Exercise goal
Repeat the records in full and exactly, omitting pictures.
———
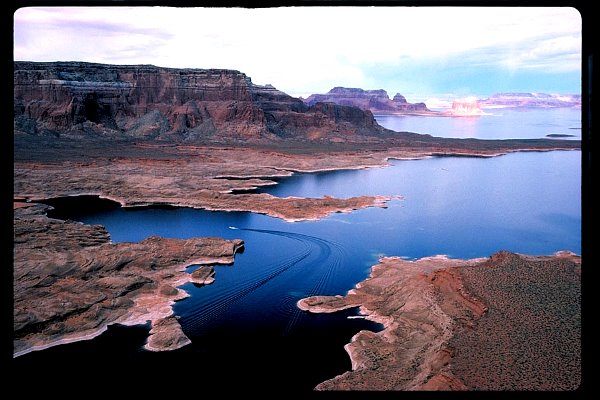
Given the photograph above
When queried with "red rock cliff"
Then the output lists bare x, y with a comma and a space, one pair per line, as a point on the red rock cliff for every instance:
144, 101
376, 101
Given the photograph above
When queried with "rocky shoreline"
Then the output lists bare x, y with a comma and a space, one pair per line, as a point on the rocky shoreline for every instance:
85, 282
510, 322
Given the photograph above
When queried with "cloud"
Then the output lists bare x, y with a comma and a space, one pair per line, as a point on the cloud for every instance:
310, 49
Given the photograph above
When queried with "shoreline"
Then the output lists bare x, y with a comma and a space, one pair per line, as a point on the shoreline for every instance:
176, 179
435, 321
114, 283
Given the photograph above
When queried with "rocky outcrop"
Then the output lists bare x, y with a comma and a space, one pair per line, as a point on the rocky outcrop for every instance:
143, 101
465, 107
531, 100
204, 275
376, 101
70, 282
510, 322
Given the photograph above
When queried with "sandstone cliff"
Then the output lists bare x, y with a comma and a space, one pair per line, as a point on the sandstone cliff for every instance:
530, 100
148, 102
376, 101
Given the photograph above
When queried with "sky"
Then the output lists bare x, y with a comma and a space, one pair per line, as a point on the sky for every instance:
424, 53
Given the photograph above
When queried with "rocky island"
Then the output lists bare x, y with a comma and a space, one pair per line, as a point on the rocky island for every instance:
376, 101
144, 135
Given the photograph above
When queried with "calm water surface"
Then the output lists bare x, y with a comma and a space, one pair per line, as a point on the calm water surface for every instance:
———
Response below
Given the photograph above
When queried with "red rock cliff"
Then the output lists bare x, y with a comma and a space, one pair per line, as a point on the red rock cliff for every instance:
144, 101
376, 101
Given the photograph above
When queried with "rocky shoreline"
Then the output lists bare x, y with a comma and a space, one pair per line, as a point on the rocky shoreline for every instance:
85, 282
510, 322
Given the photograph above
When queried with "cloud"
Then the output lists bare x, y with a comma and a space, one pair per line, as a point on the cloud for every instance:
310, 49
Given the photograph above
When queried with "shoreline"
Then the output lists bare x, y with a comma and a space, one pair per line, as a point on the shoreline for every instance:
176, 179
435, 321
114, 283
Given the photograph above
When queried with "rocky outcrop"
Then the output lists bare x, y with a comma and a space, one pair per line, as a point on the rocky outcrop for every instance:
143, 101
465, 107
531, 100
204, 275
376, 101
70, 282
510, 322
Given the photograph above
When queried with "sandstone cliff"
Then the output lists bare x, y with a comma and a space, one pair per line, as a point on the sandstone cliff for every instance:
530, 100
148, 102
376, 101
Given the photograph above
When queried with "sky"
Then the output lists bare x, y with a comma and a space, one pair per line, as a point on the sky for every instance:
424, 53
Given the photograph above
When queried with "rocky island"
Then the output lists bare x, y with a comma and a space, one pair per line, as a point on the rocky island for every instance:
376, 101
144, 135
Given the photograph above
When queried with "calm water surface"
Then the output lists bare x, y with a comma and a space, one pair per line, as a point on the calm water surface for every instance:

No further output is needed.